- Selected excerpt:
- - - - -

Think of a diet to help understand “hunger and thirst” for righteousness

When we diet, we don’t go hungry for the fun of it. We are hungry for a purpose—for weight loss and the better health and energy that will come from it. Though that hunger has a positive result, no one who has lost significant weight will ever say that the hunger endured in the process was pleasant or easy. Hunger hurts.

If we hunger and thirst for righteousness it will hurt at times. We will have to say “no” to things, people, activities, feelings we desire. It will not be easy.

The same word used here,  for hunger, the Greet word, peinaō,  is the same word used of  Jesus in Matt. 4 when it talks about his hunger after 40 days of fasting in the desert. Most of us cannot begin to imagine the pain of that hunger.

If we want the righteous life described here, we must learn to say “no” to self. This verse in many ways is a progression of a process of self-denial. The first two Beatitudes were about the acknowledgement of our utter spiritual poverty and our mourning over it. We then respond in meekness, humility to God and gentleness to people as we know we cannot of ourselves gain anything. In this verse we realize that the attainment of righteousness is something we can strive for, but that self-indulgence is not the path to it.

Many commentators have compared parts of the Sermon on the Mount with the Beatitudes, practical advice from Jesus on how to live a life pleasing to him. As we look at the self-denial required if we truly hunger and thirst for righteousness, the opening verses of Proverbs are instructive:

Proverbs. . . .for attaining wisdom and discipline;for understanding words of insight; 3 for acquiring a disciplined and prudent life, doing what is right and just and fair;. . .5 let the wise listen and add to their learning, and let the discerning get guidance-. . .7 The fear of the LORD is the beginning of knowledge, but fools despise wisdom and discipline.

The fear of the Lord, a righteous life in both Old and New Testaments, requires discipline. Hunger and thirst are required to live a God-pleasing life of righteousness. May we apply the same self-control in this pursuit that we do in dieting.

What we desire, reveals our hearts–commentaries on Matt. 5:6

Thomas Watson, a Puritan writer, explained, “Desire is the best discovery of a Christian”  What you desire explains your heart. I dare say that there is no one here that desires to go to hell. All want to go to heaven. But that is not the issue.

- - - - -

- Extracted material:
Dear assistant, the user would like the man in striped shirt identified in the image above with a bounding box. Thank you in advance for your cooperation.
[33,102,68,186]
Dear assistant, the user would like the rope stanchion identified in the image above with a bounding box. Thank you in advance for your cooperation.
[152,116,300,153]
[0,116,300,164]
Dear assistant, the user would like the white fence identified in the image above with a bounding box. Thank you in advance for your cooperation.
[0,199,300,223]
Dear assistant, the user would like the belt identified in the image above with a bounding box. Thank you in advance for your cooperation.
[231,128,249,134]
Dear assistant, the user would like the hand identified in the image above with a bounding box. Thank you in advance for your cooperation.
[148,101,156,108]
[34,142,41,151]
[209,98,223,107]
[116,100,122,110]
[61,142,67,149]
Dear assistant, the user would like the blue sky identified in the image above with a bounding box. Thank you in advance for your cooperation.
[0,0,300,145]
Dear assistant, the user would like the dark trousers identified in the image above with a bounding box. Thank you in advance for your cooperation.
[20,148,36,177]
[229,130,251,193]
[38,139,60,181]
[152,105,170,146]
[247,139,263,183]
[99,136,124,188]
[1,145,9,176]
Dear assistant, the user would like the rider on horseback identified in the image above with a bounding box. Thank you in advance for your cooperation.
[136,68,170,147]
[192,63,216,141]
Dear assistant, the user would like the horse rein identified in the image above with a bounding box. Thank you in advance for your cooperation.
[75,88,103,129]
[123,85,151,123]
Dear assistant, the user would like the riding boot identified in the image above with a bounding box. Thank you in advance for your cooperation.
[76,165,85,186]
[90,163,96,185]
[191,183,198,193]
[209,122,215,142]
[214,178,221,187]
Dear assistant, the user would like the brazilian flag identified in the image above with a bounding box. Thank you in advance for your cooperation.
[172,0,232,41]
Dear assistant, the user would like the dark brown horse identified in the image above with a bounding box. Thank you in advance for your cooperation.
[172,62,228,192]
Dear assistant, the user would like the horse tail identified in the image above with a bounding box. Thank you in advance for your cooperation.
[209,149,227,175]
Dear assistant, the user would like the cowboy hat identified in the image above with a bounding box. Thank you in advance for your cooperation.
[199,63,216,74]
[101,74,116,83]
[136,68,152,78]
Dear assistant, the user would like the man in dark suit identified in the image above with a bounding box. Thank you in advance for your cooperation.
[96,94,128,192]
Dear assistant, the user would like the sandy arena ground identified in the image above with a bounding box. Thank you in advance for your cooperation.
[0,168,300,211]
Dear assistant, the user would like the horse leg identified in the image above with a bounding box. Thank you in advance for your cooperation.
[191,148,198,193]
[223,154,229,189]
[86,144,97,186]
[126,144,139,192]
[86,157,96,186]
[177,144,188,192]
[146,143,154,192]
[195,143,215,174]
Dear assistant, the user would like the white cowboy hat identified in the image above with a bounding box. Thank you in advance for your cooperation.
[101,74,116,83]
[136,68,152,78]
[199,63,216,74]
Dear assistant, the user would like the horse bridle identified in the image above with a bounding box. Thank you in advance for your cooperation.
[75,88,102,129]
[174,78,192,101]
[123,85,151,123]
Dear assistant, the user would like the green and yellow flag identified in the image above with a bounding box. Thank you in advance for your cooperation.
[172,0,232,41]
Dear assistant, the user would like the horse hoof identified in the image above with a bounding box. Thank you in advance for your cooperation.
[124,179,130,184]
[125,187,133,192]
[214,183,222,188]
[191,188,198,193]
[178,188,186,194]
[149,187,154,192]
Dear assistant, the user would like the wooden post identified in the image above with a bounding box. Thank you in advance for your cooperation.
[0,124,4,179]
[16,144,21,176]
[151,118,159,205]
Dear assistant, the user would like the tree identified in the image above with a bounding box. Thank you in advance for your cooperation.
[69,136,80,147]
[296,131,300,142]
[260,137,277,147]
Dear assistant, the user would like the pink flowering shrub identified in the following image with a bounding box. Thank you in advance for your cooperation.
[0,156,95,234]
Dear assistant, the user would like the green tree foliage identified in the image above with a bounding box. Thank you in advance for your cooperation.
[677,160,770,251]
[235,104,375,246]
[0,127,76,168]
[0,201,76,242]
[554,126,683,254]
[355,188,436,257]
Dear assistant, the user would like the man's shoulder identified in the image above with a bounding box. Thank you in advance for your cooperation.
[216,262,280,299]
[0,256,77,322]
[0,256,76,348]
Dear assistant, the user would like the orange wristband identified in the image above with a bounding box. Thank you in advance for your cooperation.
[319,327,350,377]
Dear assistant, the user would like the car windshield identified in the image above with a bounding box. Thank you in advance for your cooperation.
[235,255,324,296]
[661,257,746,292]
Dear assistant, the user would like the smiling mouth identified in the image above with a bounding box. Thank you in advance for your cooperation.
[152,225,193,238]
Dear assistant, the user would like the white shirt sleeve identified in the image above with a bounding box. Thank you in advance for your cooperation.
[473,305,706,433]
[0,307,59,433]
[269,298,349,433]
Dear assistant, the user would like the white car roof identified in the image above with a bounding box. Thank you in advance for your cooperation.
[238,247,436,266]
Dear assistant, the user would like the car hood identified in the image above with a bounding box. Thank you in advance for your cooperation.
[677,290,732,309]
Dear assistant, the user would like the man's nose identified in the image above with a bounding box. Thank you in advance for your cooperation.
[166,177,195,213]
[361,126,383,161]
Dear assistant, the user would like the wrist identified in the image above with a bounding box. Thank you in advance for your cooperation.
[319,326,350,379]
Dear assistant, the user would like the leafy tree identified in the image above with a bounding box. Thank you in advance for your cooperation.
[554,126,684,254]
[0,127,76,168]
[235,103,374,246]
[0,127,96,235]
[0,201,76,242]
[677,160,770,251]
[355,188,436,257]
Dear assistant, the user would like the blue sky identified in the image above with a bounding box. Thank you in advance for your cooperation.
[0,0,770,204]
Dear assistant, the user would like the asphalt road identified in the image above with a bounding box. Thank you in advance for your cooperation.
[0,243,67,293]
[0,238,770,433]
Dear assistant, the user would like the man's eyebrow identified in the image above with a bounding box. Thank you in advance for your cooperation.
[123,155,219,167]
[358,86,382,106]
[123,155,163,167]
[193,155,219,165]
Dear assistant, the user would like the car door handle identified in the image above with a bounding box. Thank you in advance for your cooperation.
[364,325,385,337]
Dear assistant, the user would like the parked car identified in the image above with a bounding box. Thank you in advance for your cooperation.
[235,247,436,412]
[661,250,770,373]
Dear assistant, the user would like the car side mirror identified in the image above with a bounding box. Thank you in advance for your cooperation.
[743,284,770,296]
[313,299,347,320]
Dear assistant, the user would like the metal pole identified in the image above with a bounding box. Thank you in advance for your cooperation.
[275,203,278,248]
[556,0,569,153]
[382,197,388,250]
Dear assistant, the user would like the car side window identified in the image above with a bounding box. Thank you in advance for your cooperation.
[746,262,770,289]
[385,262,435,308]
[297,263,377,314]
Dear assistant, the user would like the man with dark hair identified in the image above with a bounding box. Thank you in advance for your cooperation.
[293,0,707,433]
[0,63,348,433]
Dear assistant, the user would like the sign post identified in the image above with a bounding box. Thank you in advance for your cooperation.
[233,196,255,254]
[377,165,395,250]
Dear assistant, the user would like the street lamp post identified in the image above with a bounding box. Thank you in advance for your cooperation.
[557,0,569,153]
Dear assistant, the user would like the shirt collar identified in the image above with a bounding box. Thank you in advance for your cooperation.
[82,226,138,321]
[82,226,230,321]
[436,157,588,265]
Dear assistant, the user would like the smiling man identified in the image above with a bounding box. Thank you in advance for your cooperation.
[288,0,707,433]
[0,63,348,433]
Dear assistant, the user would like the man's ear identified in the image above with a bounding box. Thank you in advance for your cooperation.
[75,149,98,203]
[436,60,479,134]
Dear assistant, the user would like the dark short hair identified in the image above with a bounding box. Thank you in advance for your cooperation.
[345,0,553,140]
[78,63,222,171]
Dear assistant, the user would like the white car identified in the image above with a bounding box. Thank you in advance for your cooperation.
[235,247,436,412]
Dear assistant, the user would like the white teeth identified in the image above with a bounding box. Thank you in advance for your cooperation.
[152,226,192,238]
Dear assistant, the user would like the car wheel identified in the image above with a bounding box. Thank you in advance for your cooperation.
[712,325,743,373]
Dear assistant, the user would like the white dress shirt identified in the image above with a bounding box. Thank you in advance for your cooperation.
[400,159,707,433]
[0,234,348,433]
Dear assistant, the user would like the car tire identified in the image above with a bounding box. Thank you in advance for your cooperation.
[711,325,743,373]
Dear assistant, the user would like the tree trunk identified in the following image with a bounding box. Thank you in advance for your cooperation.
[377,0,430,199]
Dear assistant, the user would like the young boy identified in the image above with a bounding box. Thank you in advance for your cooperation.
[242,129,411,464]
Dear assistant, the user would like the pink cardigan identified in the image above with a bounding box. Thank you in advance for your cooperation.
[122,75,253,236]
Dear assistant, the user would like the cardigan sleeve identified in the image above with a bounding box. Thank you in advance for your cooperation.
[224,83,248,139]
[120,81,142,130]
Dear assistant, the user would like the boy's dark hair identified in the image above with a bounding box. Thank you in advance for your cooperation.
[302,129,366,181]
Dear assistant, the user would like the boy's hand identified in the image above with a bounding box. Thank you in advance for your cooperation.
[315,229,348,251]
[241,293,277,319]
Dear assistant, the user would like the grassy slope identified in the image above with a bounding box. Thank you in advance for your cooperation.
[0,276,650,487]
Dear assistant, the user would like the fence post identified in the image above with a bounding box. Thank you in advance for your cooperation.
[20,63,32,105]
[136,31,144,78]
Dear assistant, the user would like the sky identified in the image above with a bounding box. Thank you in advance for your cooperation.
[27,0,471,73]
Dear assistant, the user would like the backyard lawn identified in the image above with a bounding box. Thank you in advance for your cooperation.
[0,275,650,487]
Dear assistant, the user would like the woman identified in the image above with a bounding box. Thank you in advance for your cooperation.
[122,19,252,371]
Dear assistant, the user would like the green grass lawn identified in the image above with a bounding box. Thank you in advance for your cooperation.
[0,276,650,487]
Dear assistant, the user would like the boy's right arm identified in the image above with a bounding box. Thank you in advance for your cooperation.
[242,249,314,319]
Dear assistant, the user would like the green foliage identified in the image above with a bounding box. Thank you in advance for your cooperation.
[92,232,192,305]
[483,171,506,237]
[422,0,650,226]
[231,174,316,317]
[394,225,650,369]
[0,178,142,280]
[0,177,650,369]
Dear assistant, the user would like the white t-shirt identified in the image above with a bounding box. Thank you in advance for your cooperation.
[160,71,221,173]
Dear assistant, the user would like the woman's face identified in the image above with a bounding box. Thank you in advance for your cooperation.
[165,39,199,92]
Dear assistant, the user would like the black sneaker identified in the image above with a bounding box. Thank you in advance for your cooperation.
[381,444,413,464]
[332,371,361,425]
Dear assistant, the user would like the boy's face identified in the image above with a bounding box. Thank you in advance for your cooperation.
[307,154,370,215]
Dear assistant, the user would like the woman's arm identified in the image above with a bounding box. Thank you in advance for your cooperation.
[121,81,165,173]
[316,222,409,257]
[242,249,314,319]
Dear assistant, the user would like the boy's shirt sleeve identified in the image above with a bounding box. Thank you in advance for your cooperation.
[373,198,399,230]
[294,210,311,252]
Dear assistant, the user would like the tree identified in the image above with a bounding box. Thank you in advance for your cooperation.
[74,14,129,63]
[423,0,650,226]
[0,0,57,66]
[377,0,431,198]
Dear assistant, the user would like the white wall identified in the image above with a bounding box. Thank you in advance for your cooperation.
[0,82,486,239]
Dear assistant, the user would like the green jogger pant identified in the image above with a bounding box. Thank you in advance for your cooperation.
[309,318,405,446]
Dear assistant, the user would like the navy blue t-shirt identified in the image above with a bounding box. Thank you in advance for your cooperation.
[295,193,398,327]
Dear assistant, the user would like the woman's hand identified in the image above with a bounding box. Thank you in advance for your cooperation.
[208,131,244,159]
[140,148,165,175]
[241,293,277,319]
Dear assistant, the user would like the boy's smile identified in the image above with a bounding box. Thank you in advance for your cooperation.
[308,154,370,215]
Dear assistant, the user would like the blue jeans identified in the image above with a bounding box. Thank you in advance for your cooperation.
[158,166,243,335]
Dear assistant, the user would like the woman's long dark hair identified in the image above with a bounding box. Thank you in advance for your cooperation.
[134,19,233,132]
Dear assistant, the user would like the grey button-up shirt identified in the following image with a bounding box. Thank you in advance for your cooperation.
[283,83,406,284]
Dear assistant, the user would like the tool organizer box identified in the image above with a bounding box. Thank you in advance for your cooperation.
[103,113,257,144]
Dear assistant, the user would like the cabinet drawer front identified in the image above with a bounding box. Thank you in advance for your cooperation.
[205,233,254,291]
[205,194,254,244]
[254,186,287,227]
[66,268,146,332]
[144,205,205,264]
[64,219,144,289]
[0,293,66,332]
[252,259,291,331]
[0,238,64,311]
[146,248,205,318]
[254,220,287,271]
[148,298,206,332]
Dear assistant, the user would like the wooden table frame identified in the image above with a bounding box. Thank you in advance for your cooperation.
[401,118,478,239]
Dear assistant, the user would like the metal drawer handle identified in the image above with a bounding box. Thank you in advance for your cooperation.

- - - - -

- What to do:
- A) Answer these questions from the text on hunger and thirst for righteousness, one line each:
(i) Which Greek word for hunger does it name?
(ii) What were the first two Beatitudes about?
(iii) Which Puritan writer does it quote?
- B) Pick up the text on hunger and thirst for righteousness after its last sentence and carry it forward.

- Answers:
- A)
(i) Peinaō.
(ii) The acknowledgement of our utter spiritual poverty and our mourning over it.
(iii) Thomas Watson.

- B)
The issue is do you desire to be like Christ? For that is a Christian—not simply someone going to heaven, but a person in whom Jesus Christ has revealed His own righteous life. The spiritual appetite that Jesus Christ calls for is the desire to be like Christ, not simply have the benefits of Christ.

It is the desire to have Christ above all that the world offers. It is the desire for Christ that does not give up or abate because of difficulties or demands. It is the desire for Christ that does not faint at the cost of true discipleship. It is the desire for Christ that cannot be put off for lesser things, or procrastinated over while one ventures after the world [cf. Watson 124-126]. (Matthew 5:6 The Blessing of Hungering & Thirsting)

Spurgeon makes an excellent point explaining that this man is…blessed because in the presence of this hunger many meaner hungers die out. One master passion, like Aaron’s rod, swallows up all the rest. He hungers and thirsts after righteousness, and therefore he is done with the craving of lust, the greed of avarice, the passion of hate, and pining of ambition.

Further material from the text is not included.